*** Opening of Data section ***
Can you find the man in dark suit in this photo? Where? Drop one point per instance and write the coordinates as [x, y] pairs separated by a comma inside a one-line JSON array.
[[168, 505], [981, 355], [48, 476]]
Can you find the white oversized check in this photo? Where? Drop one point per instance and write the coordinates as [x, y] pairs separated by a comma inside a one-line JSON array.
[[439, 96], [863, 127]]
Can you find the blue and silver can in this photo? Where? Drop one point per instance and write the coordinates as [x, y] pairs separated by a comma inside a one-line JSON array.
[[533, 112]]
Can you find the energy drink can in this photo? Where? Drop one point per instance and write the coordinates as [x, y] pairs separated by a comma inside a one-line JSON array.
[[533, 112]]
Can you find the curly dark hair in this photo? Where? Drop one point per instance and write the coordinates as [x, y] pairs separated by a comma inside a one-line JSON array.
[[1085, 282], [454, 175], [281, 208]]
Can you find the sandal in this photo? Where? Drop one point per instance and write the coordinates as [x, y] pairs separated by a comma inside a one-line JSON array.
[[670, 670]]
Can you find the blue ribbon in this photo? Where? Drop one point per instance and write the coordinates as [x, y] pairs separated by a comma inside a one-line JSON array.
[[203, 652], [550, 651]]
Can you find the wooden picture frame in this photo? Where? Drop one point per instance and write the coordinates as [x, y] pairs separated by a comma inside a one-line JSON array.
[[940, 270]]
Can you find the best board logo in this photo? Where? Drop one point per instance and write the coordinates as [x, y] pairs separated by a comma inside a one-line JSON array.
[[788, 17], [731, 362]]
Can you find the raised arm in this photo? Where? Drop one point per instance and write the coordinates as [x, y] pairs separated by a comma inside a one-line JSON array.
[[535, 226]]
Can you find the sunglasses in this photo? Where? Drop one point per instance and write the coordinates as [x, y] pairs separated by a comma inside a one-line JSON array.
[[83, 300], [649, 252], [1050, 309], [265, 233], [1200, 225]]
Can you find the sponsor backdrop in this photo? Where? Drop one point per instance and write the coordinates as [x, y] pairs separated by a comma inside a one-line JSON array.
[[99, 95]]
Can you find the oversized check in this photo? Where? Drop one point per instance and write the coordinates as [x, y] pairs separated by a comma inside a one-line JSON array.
*** Close of Data section ***
▶ Task to complete: Please write out the lines that run from the one with "Can you find the sponsor" to the end of the records, both included, exactly as they appear.

▶ Solution to the problem:
Can you find the sponsor backdrop in this photo? Where? Drop one point per instance and write the coordinates as [x, y] pairs separated by a comma inside a one-line JSON array.
[[99, 95]]
Can you find the oversized check in this photo? Where? Drop one point per instance and write the coordinates as [x, y] pairs separated by a comma inside a one-line JSON array.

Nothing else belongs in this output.